| Task prompt |
Below are records to be repeated in full. Give them exactly.

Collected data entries
--------------------------------
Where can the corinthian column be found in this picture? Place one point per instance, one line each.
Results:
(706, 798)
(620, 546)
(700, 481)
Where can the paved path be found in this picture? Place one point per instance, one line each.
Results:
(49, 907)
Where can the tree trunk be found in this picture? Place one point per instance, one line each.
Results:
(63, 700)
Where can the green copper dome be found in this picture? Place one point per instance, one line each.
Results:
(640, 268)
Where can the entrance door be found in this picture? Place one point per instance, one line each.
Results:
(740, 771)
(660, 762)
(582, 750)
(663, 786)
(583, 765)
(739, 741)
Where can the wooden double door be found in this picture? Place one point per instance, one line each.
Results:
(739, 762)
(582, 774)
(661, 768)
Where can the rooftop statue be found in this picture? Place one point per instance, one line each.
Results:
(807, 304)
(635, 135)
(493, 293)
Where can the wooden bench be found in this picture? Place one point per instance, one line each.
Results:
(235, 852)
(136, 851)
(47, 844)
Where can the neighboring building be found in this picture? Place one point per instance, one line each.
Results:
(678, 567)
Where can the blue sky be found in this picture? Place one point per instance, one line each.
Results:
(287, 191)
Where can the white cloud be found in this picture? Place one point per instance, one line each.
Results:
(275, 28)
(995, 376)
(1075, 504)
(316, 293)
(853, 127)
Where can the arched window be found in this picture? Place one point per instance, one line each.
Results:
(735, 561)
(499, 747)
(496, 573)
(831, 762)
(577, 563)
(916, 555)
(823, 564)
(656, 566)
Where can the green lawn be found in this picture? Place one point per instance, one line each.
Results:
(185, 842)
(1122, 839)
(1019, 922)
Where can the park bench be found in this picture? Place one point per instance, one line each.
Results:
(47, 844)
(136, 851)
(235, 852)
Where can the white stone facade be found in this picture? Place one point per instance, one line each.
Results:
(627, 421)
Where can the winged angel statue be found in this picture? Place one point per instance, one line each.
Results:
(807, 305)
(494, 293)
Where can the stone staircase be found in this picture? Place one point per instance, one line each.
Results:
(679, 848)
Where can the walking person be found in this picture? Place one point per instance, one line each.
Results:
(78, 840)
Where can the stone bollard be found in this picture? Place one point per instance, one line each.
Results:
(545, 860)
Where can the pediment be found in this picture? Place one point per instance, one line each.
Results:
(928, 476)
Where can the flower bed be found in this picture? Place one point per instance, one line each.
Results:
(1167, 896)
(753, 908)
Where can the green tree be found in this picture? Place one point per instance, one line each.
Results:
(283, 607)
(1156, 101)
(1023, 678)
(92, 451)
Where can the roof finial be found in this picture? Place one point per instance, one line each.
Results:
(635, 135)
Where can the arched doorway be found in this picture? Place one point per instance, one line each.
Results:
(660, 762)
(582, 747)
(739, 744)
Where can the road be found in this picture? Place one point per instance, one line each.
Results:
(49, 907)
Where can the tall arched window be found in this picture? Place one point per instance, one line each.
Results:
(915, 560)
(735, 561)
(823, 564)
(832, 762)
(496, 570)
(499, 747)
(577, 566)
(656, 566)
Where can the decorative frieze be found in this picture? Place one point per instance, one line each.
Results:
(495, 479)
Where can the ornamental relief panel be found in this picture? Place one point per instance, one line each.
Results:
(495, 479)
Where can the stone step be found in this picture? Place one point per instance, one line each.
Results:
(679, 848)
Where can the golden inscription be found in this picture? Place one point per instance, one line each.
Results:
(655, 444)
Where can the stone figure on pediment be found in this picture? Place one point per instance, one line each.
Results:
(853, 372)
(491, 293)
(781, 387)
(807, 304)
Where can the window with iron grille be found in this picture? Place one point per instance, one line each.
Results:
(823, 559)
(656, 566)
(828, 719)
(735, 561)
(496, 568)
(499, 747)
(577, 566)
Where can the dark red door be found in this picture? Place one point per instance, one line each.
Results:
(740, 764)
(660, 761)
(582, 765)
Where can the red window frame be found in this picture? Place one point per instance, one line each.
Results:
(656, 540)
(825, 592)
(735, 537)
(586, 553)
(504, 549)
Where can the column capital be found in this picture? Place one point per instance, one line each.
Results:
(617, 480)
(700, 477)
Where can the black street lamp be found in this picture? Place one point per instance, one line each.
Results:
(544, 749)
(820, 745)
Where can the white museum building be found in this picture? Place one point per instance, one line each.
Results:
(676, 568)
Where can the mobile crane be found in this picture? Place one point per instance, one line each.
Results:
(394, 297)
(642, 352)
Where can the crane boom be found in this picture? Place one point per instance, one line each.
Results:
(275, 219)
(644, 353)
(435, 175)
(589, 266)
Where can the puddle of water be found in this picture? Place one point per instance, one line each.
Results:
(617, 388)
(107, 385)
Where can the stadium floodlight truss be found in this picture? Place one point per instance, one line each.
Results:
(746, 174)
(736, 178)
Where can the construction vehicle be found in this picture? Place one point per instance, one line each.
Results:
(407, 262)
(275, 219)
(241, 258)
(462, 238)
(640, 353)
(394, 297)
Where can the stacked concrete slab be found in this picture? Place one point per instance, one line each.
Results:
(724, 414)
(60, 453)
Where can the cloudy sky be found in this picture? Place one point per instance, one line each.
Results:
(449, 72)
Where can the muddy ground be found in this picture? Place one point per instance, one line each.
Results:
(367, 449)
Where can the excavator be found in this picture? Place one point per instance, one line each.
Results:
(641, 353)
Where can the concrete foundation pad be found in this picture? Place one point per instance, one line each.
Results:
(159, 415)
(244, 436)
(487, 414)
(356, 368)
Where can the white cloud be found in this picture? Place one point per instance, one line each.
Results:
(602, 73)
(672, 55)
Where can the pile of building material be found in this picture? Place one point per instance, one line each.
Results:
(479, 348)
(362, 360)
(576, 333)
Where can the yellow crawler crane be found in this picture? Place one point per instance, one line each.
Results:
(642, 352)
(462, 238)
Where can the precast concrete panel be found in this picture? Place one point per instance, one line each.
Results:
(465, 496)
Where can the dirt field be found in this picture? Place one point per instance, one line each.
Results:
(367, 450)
--------------------------------
| Result |
Where can the corinthian column be found in this picture? Place one point per instance, one line each.
Results:
(706, 798)
(620, 546)
(700, 481)
Where can the paved path be found in this picture? Place one point per instance, one line each.
Results:
(49, 907)
Where can the tree trunk be found in this picture? Place one point per instance, one line each.
Results:
(63, 700)
Where can the green copper dome be found in this picture? Place one point per instance, one line each.
Results:
(640, 268)
Where can the entrance door be found in this picture? Place one point per instance, one line each.
Results:
(740, 771)
(660, 762)
(582, 750)
(663, 786)
(583, 765)
(739, 741)
Where can the wooden double door be found in this picture? Place one point per instance, one line each.
Results:
(739, 762)
(582, 774)
(661, 768)
Where can the rooftop statue be found in this picture? Place one point per instance, one line each.
Results:
(807, 304)
(635, 135)
(493, 293)
Where can the wooden bench be found in this picture? Place one point per instance, one line each.
Results:
(235, 852)
(136, 851)
(47, 844)
Where can the neighboring building be found in this picture? Place one point per instance, one line each.
Results:
(678, 567)
Where can the blue sky be found in this picture? Place one point per instance, one line each.
Results:
(287, 191)
Where can the white cloud be found in this picture? Place one point per instance, one line each.
Results:
(275, 28)
(995, 376)
(1075, 504)
(316, 293)
(853, 127)
Where can the arched window be found in this picture? Place one point per instance, one line each.
Results:
(735, 561)
(499, 747)
(496, 573)
(831, 762)
(577, 563)
(916, 555)
(823, 564)
(656, 566)
Where can the green lawn be found in this picture? Place one point per instance, one line each.
Results:
(185, 842)
(1122, 839)
(1019, 922)
Where can the park bench be found in this picture? Place one point per instance, one line each.
Results:
(47, 844)
(136, 851)
(235, 852)
Where can the white stone facade be found in this picture? Place one point per instance, one line each.
Results:
(627, 421)
Where can the winged angel statue be found in this picture? Place one point per instance, one line each.
Results:
(807, 305)
(494, 293)
Where can the stone staircase be found in this picture? Place one point per instance, one line each.
Results:
(679, 848)
Where can the walking person be found in this picture? Place one point per instance, one line each.
Results:
(78, 840)
Where can the stone bollard be found in this picture? Place one point per instance, one line each.
Results:
(545, 860)
Where can the pediment be found in this picture? Place one point per instance, one line each.
Results:
(928, 476)
Where can the flower bed be found in this picture? Place one point per instance, one line each.
Results:
(1167, 896)
(753, 908)
Where can the green tree be found in this picture? Place one point per instance, one line each.
Results:
(283, 607)
(1156, 101)
(1023, 678)
(92, 451)
Where can the roof finial be found in this picture? Place one point per instance, one line each.
Results:
(635, 135)
Where can the arched doorway be found in this picture? Place one point per instance, one line each.
Results:
(660, 762)
(582, 747)
(739, 744)
Where can the road be found in this picture? Place one point per instance, one line each.
Results:
(49, 907)
Where can the tall arched window be found in this picture? Place one point per instance, one line each.
Results:
(915, 560)
(735, 561)
(823, 564)
(832, 762)
(496, 570)
(499, 747)
(577, 566)
(656, 566)
Where can the decorative frieze be found in this picture? Place one point per instance, one line each.
Results:
(495, 479)
Where can the ornamental relief panel be found in this picture? Place one point per instance, one line each.
Results:
(495, 479)
Where can the stone step be found in this picture? Place one point per instance, one line each.
Results:
(679, 848)
Where can the golden inscription be found in this picture? Place one point per instance, one line each.
Results:
(655, 444)
Where can the stone figure on pediment be found in this picture? Place one point per instance, one line each.
Results:
(853, 372)
(491, 293)
(781, 387)
(807, 304)
Where can the window with iron grille be found in this picture? Place one point per instance, one line each.
Results:
(823, 559)
(656, 566)
(828, 719)
(735, 561)
(496, 568)
(499, 747)
(577, 566)
Where can the dark red door be found in this picture? Place one point per instance, one line each.
Results:
(740, 764)
(660, 761)
(582, 765)
Where can the red window frame be found in this picture? Place one point per instance, one line each.
Results:
(656, 540)
(825, 592)
(735, 537)
(586, 553)
(504, 549)
Where can the column capital be found in this picture? Place one point per instance, one line each.
Results:
(617, 480)
(700, 477)
Where can the black street lamp be found in this picture? Place one point per instance, one line each.
Results:
(544, 749)
(820, 745)
Where can the white museum building be found in this picture? Place one point per instance, one line each.
Results:
(676, 568)
Where can the mobile crane be found in this picture? Place one point per instance, one line each.
Results:
(394, 297)
(642, 352)
Where can the crane boom be found in this picture? Place one point per instance, one line each.
Results:
(275, 219)
(644, 353)
(435, 175)
(589, 266)
Where can the puddle of water be found in this picture? Place one point per instance, one line each.
Results:
(617, 388)
(107, 385)
Where can the stadium floodlight truss be found in this picture? Place one point per instance, one line each.
Results:
(746, 174)
(736, 178)
Where can the construction vehicle be found in this picture? Place one point per instance, one line each.
Results:
(407, 262)
(275, 219)
(241, 258)
(462, 238)
(640, 353)
(394, 297)
Where can the stacked concrete slab be found in this picture? Place one point per instance, one line each.
Results:
(724, 414)
(60, 453)
Where can the cloudy sky be found in this picture? Place one point per instance, one line each.
Results:
(449, 72)
Where can the muddy ground be found in this picture? Place one point per instance, one line each.
Results:
(367, 449)
Where can the excavator be found in this picture? Place one point per instance, one line each.
Results:
(641, 353)
Where can the concrete foundation pad be found in this picture? Place one point per instance, one line each.
Results:
(159, 415)
(244, 436)
(487, 414)
(356, 368)
Where can the white cloud be found in this picture? Place one point per instance, one line each.
Results:
(602, 73)
(672, 55)
Where can the pile of building material be found in this picture? Place one point per instance, one line each.
Results:
(479, 348)
(362, 360)
(576, 333)
Where can the yellow crawler crane be found in this picture? Place one point per instance, one line each.
Results:
(642, 352)
(462, 238)
Where can the precast concrete panel be found in this picture? Place one point per instance, one line each.
Results:
(465, 496)
Where can the dirt field be found in this picture? Place one point per instance, one line each.
Results:
(367, 450)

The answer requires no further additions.